[Source data]
·····

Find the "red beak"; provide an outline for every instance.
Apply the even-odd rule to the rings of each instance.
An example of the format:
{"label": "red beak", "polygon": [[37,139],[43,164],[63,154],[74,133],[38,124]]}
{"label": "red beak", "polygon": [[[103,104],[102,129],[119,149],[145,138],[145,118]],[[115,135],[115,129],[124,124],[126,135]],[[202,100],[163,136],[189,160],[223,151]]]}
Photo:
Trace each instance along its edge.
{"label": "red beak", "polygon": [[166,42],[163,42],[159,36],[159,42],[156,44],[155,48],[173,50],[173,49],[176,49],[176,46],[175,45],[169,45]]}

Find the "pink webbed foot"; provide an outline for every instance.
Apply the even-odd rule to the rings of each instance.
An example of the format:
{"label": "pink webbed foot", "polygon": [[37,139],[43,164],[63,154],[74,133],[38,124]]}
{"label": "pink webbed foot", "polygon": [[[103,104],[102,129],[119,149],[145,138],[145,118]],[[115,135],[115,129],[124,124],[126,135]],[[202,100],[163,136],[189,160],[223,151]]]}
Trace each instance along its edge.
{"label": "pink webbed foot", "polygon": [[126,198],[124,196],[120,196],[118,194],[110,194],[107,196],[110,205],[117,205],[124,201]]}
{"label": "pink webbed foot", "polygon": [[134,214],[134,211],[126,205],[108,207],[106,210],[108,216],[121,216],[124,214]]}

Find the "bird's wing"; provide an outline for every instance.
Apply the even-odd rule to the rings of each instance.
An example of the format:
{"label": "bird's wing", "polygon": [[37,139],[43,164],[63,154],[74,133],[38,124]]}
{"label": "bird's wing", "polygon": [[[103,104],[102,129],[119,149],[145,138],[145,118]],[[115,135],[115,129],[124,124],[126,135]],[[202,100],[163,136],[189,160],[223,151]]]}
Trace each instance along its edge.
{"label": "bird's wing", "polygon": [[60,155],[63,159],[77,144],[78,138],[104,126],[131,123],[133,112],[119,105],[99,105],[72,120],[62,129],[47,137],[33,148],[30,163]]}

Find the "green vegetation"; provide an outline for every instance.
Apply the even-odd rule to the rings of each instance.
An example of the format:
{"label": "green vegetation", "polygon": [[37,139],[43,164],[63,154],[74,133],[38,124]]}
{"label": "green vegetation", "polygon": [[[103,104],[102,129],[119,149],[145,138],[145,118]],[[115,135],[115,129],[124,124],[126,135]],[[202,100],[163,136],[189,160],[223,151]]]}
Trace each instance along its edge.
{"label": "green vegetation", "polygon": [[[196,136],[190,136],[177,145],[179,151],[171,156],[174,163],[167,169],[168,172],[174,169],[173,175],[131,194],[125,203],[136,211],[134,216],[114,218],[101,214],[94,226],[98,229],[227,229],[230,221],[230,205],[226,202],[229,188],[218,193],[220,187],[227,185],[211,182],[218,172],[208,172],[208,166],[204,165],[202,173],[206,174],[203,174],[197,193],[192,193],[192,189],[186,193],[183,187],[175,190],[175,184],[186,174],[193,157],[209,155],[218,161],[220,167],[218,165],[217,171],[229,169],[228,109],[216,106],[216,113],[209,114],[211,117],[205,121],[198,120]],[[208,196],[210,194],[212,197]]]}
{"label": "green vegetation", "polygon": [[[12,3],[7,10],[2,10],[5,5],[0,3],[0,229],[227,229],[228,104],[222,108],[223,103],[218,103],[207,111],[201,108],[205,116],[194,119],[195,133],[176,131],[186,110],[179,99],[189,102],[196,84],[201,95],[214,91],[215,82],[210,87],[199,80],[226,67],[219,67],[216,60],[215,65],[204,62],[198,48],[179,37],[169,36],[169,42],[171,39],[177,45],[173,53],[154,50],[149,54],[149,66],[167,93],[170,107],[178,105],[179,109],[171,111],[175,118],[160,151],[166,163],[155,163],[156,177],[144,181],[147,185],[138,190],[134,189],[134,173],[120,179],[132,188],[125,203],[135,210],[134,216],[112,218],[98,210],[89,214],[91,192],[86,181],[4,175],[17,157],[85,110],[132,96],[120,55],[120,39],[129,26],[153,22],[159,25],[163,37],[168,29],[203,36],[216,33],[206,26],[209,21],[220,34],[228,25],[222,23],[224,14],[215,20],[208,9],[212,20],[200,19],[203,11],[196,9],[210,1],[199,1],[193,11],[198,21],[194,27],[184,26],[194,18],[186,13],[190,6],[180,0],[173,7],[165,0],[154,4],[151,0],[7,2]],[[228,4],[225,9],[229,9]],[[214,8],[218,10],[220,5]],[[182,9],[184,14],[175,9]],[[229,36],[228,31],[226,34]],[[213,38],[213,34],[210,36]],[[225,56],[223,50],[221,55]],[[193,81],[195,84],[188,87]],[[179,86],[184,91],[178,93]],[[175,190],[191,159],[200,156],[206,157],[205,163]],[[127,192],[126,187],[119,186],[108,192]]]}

·····

What you need to do: All of the entries above must be quoted exactly.

Solution to this task:
Find the "red beak"; provide an outline for every instance.
Apply the even-odd rule to the rings of each instance.
An example of the format:
{"label": "red beak", "polygon": [[37,139],[43,164],[63,154],[74,133],[38,124]]}
{"label": "red beak", "polygon": [[[103,104],[102,129],[119,149],[145,138],[145,118]],[[115,135],[115,129],[124,124],[126,135]],[[202,100],[163,136],[189,160],[223,151]]]}
Photo:
Trace each instance along its edge.
{"label": "red beak", "polygon": [[166,42],[163,42],[159,36],[159,42],[156,44],[155,48],[173,50],[173,49],[176,49],[176,46],[175,45],[169,45]]}

Find the "pink webbed foot"; provide an outline for every instance.
Apply the even-odd rule to the rings of each instance.
An example of the format:
{"label": "pink webbed foot", "polygon": [[37,139],[43,164],[63,154],[74,133],[38,124]]}
{"label": "pink webbed foot", "polygon": [[[103,104],[102,129],[119,149],[145,138],[145,118]],[[115,135],[115,129],[124,124],[126,135]],[[202,100],[163,136],[189,160],[223,151]]]}
Trace each instance along its edge.
{"label": "pink webbed foot", "polygon": [[126,198],[124,196],[120,196],[118,194],[110,194],[107,196],[110,205],[117,205],[124,201]]}
{"label": "pink webbed foot", "polygon": [[134,214],[134,211],[126,205],[108,207],[106,210],[108,216],[121,216],[124,214]]}

Find the "bird's wing"; provide an outline for every instance.
Apply the even-odd rule to the rings of each instance.
An example of the format:
{"label": "bird's wing", "polygon": [[37,139],[43,164],[63,154],[74,133],[38,124]]}
{"label": "bird's wing", "polygon": [[[103,104],[102,129],[119,149],[145,138],[145,118]],[[115,135],[115,129],[124,124],[126,135]],[[202,100],[163,136],[189,160],[223,151]]]}
Trace each instance along its edge.
{"label": "bird's wing", "polygon": [[60,155],[63,159],[77,144],[78,138],[104,126],[131,123],[133,112],[119,105],[99,105],[72,120],[62,129],[47,137],[33,148],[30,163]]}

Find the "green vegetation"; provide an outline for every instance.
Apply the even-odd rule to the rings of each instance.
An example of the format:
{"label": "green vegetation", "polygon": [[37,139],[43,164],[63,154],[74,133],[38,124]]}
{"label": "green vegetation", "polygon": [[[103,104],[102,129],[119,149],[145,138],[145,118]],[[115,135],[115,129],[124,124],[126,135]],[[202,100],[163,136],[189,160],[223,151]]]}
Trace each instance along its edge.
{"label": "green vegetation", "polygon": [[[196,136],[190,136],[177,145],[179,151],[171,156],[174,163],[167,169],[168,172],[174,169],[173,175],[131,194],[125,203],[136,211],[134,216],[114,218],[101,214],[94,226],[98,229],[227,229],[230,221],[230,205],[226,202],[229,188],[218,193],[220,187],[227,185],[211,182],[218,172],[208,172],[208,166],[204,165],[202,173],[206,174],[203,174],[197,193],[192,193],[192,189],[186,193],[183,187],[175,190],[175,184],[186,174],[193,157],[209,155],[218,161],[220,167],[218,165],[217,171],[229,169],[228,109],[216,106],[216,113],[209,114],[211,117],[205,121],[198,120]],[[208,196],[210,194],[212,197]]]}
{"label": "green vegetation", "polygon": [[[12,3],[7,10],[2,10],[5,5],[0,3],[0,229],[227,229],[228,104],[222,108],[223,103],[218,103],[207,111],[201,108],[205,116],[194,119],[195,133],[176,131],[186,110],[179,99],[189,102],[196,84],[201,95],[214,91],[215,82],[210,87],[199,80],[226,67],[219,67],[216,60],[215,65],[204,62],[198,48],[179,37],[169,36],[169,42],[171,39],[177,45],[173,53],[154,50],[149,54],[149,66],[167,93],[170,107],[178,105],[179,109],[171,111],[175,118],[160,151],[166,163],[155,163],[156,177],[144,181],[147,185],[138,190],[134,189],[134,173],[120,179],[132,188],[125,203],[135,210],[134,216],[112,218],[98,210],[89,214],[91,192],[86,181],[4,175],[17,157],[85,110],[132,96],[120,55],[120,39],[129,26],[153,22],[159,25],[163,37],[168,29],[203,36],[216,33],[206,26],[209,21],[220,34],[228,25],[222,23],[224,14],[215,20],[208,9],[212,20],[200,19],[203,11],[196,9],[210,1],[199,1],[193,11],[198,21],[194,27],[184,26],[194,18],[186,13],[190,6],[180,0],[173,7],[165,0],[154,4],[151,0],[7,2]],[[228,4],[225,9],[229,9]],[[214,8],[218,10],[220,5]],[[182,9],[184,14],[175,9]],[[229,36],[228,31],[226,34]],[[213,38],[213,34],[210,36]],[[225,56],[223,50],[221,55]],[[193,81],[195,84],[188,87]],[[179,86],[184,91],[178,93]],[[175,190],[191,159],[200,156],[206,157],[205,163]],[[127,192],[126,187],[119,186],[108,192]]]}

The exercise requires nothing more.